* What this task involves: Copy the lines below without changes, starting at the line that contains "Would it be possible for you to identify the short" and ending at the line that contains "730,178,845,232", with both of those lines included.

* The data:
[start]
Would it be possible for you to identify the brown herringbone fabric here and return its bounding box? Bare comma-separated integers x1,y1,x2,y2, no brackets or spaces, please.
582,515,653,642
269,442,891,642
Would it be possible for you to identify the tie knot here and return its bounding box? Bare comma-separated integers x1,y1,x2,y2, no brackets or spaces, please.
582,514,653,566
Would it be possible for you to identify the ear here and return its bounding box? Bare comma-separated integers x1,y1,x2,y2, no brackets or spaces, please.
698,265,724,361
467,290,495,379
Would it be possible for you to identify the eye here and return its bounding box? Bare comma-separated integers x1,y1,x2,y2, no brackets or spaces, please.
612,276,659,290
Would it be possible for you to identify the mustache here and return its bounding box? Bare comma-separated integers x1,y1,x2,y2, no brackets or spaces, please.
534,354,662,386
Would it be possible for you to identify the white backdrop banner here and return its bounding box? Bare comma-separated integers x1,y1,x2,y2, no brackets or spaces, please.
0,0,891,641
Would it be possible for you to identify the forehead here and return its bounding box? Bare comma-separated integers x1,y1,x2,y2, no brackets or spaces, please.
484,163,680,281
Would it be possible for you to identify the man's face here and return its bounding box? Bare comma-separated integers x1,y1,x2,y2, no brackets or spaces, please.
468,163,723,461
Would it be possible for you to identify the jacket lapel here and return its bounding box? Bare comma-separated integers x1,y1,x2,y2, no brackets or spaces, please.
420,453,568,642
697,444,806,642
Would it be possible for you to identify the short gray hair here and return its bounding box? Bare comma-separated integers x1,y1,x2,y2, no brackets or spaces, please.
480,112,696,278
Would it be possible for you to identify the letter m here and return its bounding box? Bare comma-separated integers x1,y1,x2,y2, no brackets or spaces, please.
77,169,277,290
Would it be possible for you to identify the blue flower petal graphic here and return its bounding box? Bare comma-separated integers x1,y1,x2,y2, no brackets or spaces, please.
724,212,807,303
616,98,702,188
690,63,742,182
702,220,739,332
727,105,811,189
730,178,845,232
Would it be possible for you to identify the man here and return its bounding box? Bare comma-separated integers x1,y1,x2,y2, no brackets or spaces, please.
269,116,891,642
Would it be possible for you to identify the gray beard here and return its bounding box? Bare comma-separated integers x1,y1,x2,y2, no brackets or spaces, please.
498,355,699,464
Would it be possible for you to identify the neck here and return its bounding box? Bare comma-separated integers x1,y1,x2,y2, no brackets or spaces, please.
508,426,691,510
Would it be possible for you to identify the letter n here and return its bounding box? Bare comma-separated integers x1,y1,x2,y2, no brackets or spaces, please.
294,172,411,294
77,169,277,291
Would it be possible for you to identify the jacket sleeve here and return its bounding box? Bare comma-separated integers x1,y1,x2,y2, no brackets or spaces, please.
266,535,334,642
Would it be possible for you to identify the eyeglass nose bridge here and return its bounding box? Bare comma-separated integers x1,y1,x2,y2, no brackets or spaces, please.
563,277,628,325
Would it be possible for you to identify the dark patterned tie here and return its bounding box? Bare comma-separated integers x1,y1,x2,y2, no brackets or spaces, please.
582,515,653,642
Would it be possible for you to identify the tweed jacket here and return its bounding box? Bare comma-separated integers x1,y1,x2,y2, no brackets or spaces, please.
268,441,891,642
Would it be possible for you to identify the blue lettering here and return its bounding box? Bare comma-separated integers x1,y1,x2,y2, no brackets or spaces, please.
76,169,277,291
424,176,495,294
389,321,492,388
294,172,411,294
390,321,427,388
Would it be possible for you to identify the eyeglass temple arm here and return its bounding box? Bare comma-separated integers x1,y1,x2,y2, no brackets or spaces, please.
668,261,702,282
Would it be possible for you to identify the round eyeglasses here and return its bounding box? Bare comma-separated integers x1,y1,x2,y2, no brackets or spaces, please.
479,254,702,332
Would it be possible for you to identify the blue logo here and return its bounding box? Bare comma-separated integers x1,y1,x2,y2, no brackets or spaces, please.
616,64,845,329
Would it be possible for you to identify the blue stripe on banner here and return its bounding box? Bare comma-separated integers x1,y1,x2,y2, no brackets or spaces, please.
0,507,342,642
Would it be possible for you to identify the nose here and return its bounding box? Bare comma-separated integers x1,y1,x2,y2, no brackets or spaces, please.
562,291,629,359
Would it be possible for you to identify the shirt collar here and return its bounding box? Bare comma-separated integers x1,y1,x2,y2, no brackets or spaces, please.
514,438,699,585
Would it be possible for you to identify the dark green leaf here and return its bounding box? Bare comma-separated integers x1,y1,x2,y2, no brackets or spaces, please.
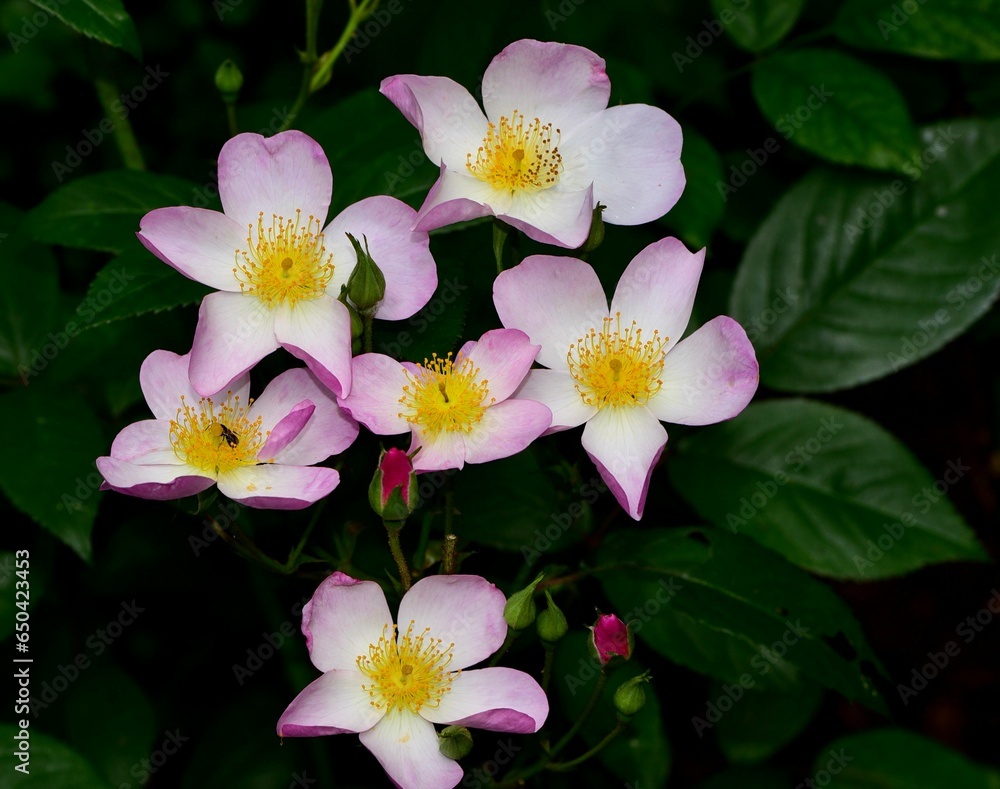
303,89,438,217
730,121,1000,392
552,632,670,787
597,528,885,712
670,400,987,580
0,203,62,380
708,681,823,764
76,247,211,327
834,0,1000,60
0,386,107,561
31,0,142,60
0,721,109,789
712,0,804,52
753,49,917,171
664,129,725,248
28,170,199,252
814,729,1000,789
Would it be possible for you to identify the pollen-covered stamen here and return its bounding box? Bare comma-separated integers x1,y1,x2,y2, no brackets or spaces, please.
465,110,563,192
233,210,333,307
399,353,495,434
566,312,670,408
170,391,271,475
358,619,461,713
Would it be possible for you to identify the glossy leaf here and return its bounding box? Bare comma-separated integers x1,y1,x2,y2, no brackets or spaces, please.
597,524,885,711
28,170,200,252
712,0,805,52
753,49,917,171
730,121,1000,392
834,0,1000,60
670,400,987,581
31,0,142,60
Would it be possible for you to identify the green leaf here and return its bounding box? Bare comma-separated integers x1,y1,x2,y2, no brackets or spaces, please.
303,89,438,217
597,528,885,712
0,203,61,380
708,681,823,764
0,721,109,789
31,0,142,60
834,0,1000,60
730,121,1000,392
670,400,988,580
0,386,107,561
552,632,670,787
28,170,199,253
753,49,917,171
814,729,1000,789
65,661,155,786
712,0,804,52
76,248,211,328
664,129,725,248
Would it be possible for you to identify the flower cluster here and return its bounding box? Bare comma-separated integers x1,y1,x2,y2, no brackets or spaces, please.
98,35,757,787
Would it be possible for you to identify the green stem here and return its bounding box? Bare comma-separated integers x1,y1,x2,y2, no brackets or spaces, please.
359,310,375,353
549,671,608,759
94,78,146,170
545,720,628,772
385,523,411,593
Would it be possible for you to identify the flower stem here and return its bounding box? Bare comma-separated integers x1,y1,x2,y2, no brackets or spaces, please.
94,78,146,170
545,720,628,772
385,523,411,593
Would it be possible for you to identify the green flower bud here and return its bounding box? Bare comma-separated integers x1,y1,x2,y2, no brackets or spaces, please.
614,671,649,718
438,726,472,761
215,60,243,104
346,233,385,313
503,573,545,630
535,589,569,644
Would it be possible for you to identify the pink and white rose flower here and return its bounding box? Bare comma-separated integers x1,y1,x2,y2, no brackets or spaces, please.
380,39,684,248
493,238,758,520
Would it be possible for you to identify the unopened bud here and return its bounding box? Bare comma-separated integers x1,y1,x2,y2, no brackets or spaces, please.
347,233,385,314
614,671,649,718
535,589,569,644
215,60,243,104
503,573,545,630
438,726,472,761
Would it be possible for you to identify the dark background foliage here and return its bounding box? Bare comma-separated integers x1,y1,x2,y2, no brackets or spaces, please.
0,0,1000,789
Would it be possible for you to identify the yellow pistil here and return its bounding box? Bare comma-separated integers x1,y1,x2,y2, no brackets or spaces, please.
399,353,495,434
566,312,670,408
465,110,563,193
170,391,271,476
358,620,461,713
233,210,333,307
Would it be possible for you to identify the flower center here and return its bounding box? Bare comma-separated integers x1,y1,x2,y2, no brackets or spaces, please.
465,110,563,192
170,391,271,475
566,312,669,408
399,353,495,434
358,619,461,713
233,210,333,307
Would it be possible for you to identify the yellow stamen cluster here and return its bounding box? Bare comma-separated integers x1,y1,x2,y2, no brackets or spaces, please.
465,110,563,192
233,211,333,307
399,353,495,434
170,391,271,475
358,620,461,713
566,312,669,408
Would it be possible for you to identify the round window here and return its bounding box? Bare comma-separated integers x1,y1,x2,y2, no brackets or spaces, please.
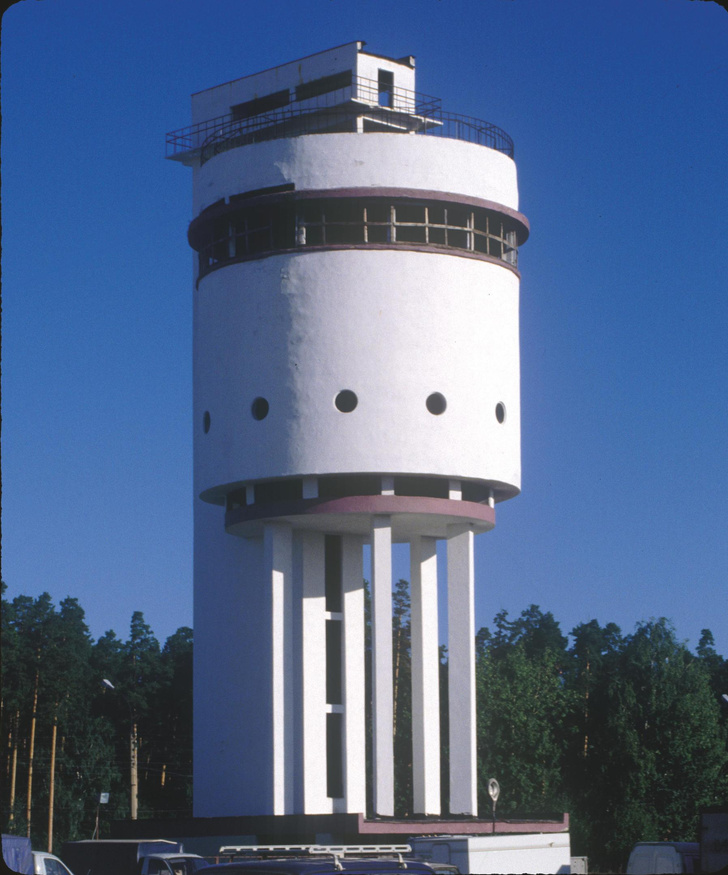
250,397,270,421
425,392,447,416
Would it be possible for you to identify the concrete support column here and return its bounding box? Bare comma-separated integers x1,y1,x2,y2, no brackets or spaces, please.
262,523,294,814
410,536,440,814
372,516,394,817
300,532,331,814
447,526,478,815
341,535,366,814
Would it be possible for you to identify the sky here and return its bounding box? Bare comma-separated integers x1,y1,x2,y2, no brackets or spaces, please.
0,0,728,656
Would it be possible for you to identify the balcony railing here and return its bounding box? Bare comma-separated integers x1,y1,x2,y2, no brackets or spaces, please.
167,78,513,164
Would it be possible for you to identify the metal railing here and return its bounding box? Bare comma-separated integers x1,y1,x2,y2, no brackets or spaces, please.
166,77,514,164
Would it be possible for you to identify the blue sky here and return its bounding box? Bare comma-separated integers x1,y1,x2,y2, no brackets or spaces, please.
2,0,728,655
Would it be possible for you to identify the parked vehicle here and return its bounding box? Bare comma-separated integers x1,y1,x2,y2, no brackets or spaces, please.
700,807,728,872
33,851,73,875
61,839,208,875
627,842,700,875
2,835,73,875
205,845,434,875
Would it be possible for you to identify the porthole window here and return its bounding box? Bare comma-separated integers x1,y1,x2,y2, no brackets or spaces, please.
334,389,359,413
250,397,270,421
425,392,447,416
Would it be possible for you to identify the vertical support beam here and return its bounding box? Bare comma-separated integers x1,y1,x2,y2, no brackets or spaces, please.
300,532,331,814
372,516,394,817
410,536,440,814
342,535,367,814
447,526,478,815
263,523,294,814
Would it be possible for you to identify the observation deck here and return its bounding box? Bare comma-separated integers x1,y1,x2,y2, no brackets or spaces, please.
166,75,514,165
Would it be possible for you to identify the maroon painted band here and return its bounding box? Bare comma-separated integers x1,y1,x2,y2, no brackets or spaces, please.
225,495,495,528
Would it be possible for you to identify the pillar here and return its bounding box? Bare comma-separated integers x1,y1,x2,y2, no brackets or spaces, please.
447,526,478,815
372,516,394,817
410,536,440,814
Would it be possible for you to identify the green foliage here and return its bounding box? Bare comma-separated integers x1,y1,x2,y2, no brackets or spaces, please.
476,605,570,817
0,580,728,871
0,584,192,848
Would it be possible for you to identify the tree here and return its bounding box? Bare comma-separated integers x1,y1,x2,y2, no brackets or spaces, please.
476,605,568,817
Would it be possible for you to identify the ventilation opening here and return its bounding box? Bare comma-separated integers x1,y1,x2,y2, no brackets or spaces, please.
326,714,344,799
425,392,447,416
296,70,351,100
334,389,359,413
394,477,450,498
254,478,303,504
324,535,342,616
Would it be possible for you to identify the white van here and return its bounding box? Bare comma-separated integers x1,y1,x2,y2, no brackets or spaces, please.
627,842,700,875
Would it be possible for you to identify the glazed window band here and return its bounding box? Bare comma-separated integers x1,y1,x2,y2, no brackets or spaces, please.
188,197,523,278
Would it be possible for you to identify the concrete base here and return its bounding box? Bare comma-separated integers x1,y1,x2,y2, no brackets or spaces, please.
111,814,569,856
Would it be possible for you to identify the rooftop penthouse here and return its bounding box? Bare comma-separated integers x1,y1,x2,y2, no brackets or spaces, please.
167,41,513,165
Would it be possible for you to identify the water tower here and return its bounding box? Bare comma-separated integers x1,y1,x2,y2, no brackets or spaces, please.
168,42,528,817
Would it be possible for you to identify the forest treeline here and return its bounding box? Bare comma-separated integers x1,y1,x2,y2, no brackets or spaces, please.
0,580,728,871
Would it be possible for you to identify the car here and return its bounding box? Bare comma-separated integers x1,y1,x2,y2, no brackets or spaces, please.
627,842,700,875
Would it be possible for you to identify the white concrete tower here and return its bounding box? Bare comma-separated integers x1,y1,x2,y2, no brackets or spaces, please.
168,42,528,817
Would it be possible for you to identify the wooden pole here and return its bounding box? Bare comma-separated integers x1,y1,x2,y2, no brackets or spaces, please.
8,711,20,823
48,710,58,854
130,719,139,820
25,670,40,838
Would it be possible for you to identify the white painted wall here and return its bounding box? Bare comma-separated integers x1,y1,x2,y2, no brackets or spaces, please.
192,42,415,124
194,501,273,817
194,250,520,497
193,133,518,215
193,56,520,820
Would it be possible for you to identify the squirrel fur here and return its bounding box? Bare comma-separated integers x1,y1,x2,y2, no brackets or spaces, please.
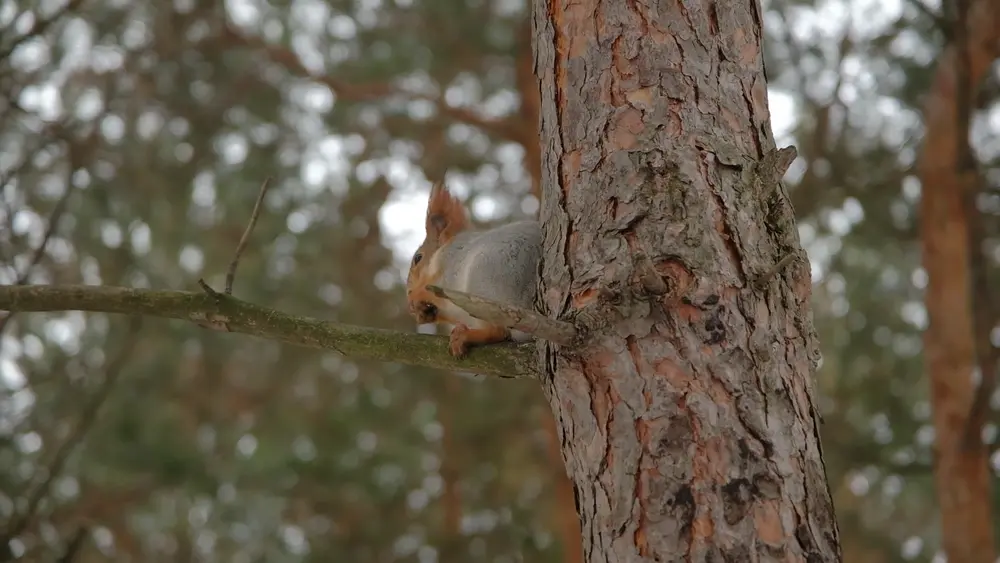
406,182,542,357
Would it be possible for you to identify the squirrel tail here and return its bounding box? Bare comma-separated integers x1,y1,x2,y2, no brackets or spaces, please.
425,182,469,242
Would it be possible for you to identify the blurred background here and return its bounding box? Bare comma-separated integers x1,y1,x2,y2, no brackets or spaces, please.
0,0,1000,563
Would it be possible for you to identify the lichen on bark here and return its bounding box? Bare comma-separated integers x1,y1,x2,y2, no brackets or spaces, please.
533,0,840,563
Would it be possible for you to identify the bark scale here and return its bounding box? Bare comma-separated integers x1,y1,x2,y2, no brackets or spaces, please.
533,0,840,563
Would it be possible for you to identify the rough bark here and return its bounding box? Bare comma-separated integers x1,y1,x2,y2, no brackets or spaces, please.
533,0,840,563
919,0,1000,563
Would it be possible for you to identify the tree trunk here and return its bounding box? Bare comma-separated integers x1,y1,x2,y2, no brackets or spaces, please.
919,0,1000,563
533,0,840,563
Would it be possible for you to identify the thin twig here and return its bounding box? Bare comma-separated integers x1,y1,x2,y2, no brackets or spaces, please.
0,0,83,61
0,183,74,335
427,285,577,345
226,177,271,295
0,315,143,545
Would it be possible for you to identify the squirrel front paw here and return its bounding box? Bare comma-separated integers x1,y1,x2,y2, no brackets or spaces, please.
410,301,437,324
448,324,469,358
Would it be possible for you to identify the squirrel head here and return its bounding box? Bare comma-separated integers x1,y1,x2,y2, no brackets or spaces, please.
406,178,469,324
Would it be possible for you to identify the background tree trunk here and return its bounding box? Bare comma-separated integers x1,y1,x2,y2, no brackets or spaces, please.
533,0,840,562
919,1,1000,563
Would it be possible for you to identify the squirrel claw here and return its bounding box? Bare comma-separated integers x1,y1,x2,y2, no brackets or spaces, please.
448,324,469,358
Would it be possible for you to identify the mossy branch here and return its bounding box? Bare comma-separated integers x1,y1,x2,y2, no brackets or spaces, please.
0,285,537,378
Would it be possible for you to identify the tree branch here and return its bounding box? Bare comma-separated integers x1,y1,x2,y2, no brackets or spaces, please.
226,178,271,295
427,285,577,345
0,285,537,378
0,0,83,61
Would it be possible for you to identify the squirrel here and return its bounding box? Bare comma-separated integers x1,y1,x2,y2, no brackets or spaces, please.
406,182,542,358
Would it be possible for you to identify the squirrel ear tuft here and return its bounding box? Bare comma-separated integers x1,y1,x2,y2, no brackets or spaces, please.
425,182,469,244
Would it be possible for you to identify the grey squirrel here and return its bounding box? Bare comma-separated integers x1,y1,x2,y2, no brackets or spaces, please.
406,182,542,357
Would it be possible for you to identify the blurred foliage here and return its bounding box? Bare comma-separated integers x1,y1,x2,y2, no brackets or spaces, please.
0,0,1000,563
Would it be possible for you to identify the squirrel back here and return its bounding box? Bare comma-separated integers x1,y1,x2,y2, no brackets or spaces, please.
406,184,542,355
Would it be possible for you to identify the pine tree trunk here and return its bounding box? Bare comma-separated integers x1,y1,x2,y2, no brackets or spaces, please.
533,0,840,563
919,0,1000,563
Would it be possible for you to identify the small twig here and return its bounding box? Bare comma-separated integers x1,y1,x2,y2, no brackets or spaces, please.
57,526,90,563
757,145,799,184
198,278,220,298
427,285,577,345
0,0,83,61
0,316,143,545
226,177,271,295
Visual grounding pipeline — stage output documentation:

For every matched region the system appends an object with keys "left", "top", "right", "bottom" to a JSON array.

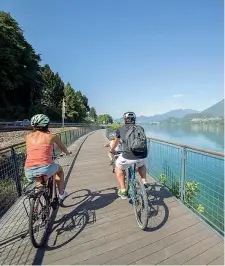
[end]
* Answer below:
Would it be possible for you to identify the short gray hair here and return its bounding box? Bare comma-separated integers x1,y1,x2,y2, no brackets or spaces, please.
480,112,696,278
Would it be possible for you to identify the letter m here and return its bounding box? Bare comma-separated integers x1,y1,x2,y2, no brackets or spaces, please.
77,169,277,290
Would it be possible for you to identify the blue flower petal graphic here and return its bounding box? Bare comma-separated integers x1,y1,x2,y2, no brackets or spaces, please.
724,212,807,303
616,98,702,188
690,63,742,182
702,220,739,332
727,105,811,189
730,178,845,232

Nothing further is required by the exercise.